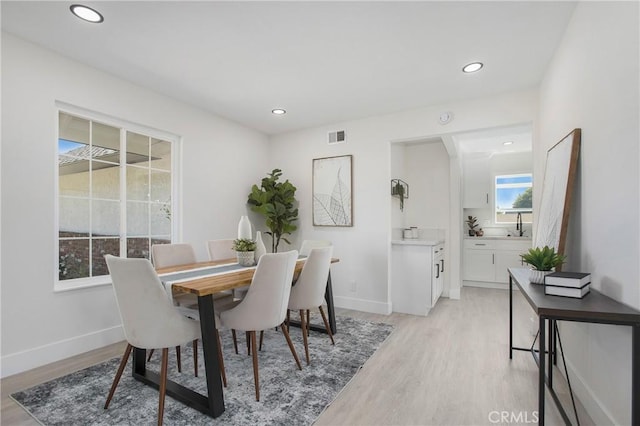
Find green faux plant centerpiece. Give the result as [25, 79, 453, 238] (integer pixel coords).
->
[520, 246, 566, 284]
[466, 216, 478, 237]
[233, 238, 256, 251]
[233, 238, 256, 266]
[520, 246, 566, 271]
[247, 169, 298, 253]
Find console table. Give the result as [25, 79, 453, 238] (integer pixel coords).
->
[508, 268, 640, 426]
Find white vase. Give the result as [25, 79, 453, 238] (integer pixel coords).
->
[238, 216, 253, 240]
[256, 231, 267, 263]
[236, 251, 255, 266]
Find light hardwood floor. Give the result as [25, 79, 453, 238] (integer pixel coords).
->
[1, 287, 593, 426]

= = =

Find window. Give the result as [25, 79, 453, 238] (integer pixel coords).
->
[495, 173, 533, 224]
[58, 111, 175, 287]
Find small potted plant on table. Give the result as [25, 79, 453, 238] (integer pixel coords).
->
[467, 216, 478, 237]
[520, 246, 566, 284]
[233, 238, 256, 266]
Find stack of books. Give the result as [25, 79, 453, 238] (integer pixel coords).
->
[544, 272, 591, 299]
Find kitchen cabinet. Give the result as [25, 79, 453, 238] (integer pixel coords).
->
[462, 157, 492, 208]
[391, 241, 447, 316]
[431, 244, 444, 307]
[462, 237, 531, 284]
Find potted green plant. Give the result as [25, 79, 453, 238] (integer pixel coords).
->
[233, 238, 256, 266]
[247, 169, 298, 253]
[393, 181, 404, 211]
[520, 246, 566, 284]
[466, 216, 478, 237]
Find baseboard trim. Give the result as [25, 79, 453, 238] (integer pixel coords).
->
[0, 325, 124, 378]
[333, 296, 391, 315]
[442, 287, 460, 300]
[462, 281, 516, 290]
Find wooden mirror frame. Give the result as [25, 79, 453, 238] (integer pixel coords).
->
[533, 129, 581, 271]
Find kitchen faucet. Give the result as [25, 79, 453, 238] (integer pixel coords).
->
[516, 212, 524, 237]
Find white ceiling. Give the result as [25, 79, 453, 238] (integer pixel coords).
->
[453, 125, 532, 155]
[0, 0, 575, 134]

= = =

:: Task brief ::
Render the lines above as a numbered list, starting with the line that contains "Find green faux" and going on through the line that contains "[1, 287, 593, 426]", both included. Leave out any blank lines.

:: Task solution ::
1. Find green faux plant centerpiece. Give the result as [25, 79, 453, 238] (integer pixel coords).
2. ->
3. [520, 246, 566, 284]
4. [466, 216, 478, 237]
5. [233, 238, 256, 251]
6. [233, 238, 256, 266]
7. [520, 246, 566, 271]
8. [247, 169, 298, 253]
9. Find console table. Give the result as [25, 79, 453, 238] (integer pixel coords).
10. ->
11. [508, 268, 640, 426]
12. Find white vase. Give the result as [25, 79, 453, 238] (integer pixel coords).
13. ->
14. [238, 216, 253, 240]
15. [256, 231, 267, 263]
16. [236, 251, 255, 266]
17. Find light hardwood floor. Give the result as [25, 79, 453, 238] (integer pixel coords).
18. ->
19. [1, 287, 593, 426]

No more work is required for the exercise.